▶ **What you need to do**
Print the lines of the dataset rows below starting at the line containing "Can you see the wooden coffee" and ending at the line containing "[[286, 326]]", with both of those lines included.

Dataset rows
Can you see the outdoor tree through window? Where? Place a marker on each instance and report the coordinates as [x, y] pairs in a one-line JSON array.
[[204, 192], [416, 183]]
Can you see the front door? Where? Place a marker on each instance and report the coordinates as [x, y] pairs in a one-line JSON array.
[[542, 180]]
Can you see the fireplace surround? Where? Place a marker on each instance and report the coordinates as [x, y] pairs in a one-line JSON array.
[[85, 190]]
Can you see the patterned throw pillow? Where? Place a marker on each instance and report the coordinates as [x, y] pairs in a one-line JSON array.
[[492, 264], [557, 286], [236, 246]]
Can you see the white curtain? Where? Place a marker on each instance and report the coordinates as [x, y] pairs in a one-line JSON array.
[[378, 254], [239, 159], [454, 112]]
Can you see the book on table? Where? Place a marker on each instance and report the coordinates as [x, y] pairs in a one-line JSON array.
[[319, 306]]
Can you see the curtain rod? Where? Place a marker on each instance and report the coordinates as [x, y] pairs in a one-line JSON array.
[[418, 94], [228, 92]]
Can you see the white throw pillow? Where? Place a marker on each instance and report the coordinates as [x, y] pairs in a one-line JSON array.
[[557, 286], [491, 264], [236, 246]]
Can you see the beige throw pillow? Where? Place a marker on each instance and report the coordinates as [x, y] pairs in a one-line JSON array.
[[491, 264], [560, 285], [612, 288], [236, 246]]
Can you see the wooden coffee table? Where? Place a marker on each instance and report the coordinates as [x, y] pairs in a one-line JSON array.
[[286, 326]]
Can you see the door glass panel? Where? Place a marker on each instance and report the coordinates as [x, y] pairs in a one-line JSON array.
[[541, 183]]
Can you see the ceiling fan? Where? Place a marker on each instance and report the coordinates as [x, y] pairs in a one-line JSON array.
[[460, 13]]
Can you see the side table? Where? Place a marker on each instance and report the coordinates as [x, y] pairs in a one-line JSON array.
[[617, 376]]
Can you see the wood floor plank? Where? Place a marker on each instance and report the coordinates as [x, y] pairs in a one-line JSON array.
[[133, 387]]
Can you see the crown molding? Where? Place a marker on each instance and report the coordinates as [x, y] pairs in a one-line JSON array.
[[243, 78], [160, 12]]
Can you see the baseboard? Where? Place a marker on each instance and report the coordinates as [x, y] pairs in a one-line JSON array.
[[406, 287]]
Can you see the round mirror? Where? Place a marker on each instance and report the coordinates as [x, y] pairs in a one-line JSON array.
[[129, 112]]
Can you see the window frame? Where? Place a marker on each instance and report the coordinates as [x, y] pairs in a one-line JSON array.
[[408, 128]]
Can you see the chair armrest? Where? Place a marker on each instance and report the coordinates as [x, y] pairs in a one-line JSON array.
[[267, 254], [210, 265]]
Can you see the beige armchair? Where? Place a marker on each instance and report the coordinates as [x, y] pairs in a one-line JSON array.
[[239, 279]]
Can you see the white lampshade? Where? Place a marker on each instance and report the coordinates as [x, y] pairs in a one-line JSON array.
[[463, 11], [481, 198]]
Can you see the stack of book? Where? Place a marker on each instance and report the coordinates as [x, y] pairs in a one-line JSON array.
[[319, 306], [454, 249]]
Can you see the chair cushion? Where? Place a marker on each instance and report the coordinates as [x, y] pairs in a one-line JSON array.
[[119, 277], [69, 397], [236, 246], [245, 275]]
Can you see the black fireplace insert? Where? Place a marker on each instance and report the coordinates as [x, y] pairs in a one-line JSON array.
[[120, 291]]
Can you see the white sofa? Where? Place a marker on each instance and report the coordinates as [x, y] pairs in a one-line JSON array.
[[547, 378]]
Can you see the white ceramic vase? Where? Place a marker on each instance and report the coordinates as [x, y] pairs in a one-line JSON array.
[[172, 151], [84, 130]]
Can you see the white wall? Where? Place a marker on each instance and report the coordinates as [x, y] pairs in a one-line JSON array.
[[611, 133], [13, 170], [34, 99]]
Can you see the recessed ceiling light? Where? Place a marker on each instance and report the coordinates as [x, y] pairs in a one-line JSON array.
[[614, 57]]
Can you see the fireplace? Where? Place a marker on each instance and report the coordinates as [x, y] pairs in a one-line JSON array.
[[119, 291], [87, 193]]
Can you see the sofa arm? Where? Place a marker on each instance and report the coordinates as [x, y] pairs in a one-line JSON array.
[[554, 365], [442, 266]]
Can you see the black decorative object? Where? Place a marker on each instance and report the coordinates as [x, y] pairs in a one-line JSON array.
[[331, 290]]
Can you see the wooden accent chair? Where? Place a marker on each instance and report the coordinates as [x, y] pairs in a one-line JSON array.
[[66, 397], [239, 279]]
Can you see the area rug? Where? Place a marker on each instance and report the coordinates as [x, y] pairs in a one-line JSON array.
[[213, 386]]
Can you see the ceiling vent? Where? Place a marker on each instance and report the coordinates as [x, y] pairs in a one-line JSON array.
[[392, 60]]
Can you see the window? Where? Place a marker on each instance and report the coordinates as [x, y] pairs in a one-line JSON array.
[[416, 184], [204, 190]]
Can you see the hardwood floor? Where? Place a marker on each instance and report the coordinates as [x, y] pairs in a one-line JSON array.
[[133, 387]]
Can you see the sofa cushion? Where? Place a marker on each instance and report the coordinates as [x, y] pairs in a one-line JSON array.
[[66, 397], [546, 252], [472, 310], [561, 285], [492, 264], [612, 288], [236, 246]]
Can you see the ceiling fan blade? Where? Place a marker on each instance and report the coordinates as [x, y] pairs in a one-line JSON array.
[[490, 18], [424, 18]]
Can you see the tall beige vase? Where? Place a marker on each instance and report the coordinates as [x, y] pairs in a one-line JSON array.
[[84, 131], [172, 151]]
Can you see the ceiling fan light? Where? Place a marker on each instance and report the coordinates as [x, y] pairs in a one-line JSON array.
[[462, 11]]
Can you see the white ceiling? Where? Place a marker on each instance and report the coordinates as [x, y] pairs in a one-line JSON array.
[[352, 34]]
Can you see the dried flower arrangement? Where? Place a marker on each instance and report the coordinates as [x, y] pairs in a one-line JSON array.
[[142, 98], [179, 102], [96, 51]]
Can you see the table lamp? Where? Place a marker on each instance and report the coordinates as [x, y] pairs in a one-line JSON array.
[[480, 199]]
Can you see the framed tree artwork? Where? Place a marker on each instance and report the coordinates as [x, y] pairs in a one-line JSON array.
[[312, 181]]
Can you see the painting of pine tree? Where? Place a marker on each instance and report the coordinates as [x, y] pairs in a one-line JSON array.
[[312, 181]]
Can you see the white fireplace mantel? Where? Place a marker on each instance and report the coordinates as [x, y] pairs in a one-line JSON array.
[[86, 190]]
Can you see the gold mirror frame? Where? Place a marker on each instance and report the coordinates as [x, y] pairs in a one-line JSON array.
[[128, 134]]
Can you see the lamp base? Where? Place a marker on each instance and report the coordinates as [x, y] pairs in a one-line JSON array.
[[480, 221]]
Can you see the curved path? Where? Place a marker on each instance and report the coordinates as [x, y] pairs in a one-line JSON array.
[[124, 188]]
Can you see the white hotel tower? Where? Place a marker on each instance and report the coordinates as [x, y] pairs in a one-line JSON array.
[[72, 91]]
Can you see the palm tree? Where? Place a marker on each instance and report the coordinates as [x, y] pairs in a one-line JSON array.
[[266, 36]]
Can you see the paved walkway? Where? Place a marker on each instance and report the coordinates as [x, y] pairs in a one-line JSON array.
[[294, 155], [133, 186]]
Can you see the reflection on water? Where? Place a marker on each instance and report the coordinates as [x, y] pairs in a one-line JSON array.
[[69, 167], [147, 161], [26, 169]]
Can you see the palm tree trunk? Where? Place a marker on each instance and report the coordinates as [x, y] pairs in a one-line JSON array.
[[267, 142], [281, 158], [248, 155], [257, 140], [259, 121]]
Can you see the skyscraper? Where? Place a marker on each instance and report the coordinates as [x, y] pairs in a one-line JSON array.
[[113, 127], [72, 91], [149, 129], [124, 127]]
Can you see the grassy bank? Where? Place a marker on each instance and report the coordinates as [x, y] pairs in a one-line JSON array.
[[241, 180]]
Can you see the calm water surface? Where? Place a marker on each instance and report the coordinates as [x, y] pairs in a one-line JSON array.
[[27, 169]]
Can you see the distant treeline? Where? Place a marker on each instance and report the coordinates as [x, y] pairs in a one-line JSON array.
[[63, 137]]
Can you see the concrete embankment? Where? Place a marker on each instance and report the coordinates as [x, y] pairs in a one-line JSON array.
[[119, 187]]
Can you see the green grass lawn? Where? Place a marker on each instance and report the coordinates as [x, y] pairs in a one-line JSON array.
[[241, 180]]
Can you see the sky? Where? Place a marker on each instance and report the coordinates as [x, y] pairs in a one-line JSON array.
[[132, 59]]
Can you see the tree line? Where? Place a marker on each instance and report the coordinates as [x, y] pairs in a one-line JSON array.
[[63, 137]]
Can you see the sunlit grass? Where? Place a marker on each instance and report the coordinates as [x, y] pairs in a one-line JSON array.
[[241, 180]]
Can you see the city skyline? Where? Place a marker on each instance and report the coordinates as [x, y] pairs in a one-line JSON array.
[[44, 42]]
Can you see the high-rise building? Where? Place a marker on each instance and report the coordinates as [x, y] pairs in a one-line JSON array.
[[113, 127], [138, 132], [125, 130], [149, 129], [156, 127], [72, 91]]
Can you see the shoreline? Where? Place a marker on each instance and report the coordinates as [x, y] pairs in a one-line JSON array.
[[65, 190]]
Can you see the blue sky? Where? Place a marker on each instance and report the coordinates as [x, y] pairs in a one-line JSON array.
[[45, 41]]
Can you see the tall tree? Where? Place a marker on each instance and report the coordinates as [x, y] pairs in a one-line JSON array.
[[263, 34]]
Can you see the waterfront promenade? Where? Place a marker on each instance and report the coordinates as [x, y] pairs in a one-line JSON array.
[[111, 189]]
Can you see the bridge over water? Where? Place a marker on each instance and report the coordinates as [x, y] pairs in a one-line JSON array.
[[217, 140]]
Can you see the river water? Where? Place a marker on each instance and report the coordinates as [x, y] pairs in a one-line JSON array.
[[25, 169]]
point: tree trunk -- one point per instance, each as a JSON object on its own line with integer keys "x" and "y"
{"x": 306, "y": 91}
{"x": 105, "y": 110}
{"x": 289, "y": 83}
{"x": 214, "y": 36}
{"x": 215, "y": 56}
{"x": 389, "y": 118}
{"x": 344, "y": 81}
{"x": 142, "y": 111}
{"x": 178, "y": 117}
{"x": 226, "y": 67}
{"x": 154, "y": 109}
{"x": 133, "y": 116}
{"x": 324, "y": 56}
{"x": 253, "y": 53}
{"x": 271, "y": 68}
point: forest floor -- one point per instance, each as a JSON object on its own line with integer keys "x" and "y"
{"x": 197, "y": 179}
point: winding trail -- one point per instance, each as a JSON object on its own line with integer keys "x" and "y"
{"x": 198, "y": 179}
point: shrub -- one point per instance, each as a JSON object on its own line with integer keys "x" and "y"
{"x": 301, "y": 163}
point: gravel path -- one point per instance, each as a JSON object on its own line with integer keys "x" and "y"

▶ **Output below**
Can you see the wooden coffee table? Where? Place a marker on each instance and report the coordinates as [x, y] pairs in a one-line JSON array.
[[286, 326]]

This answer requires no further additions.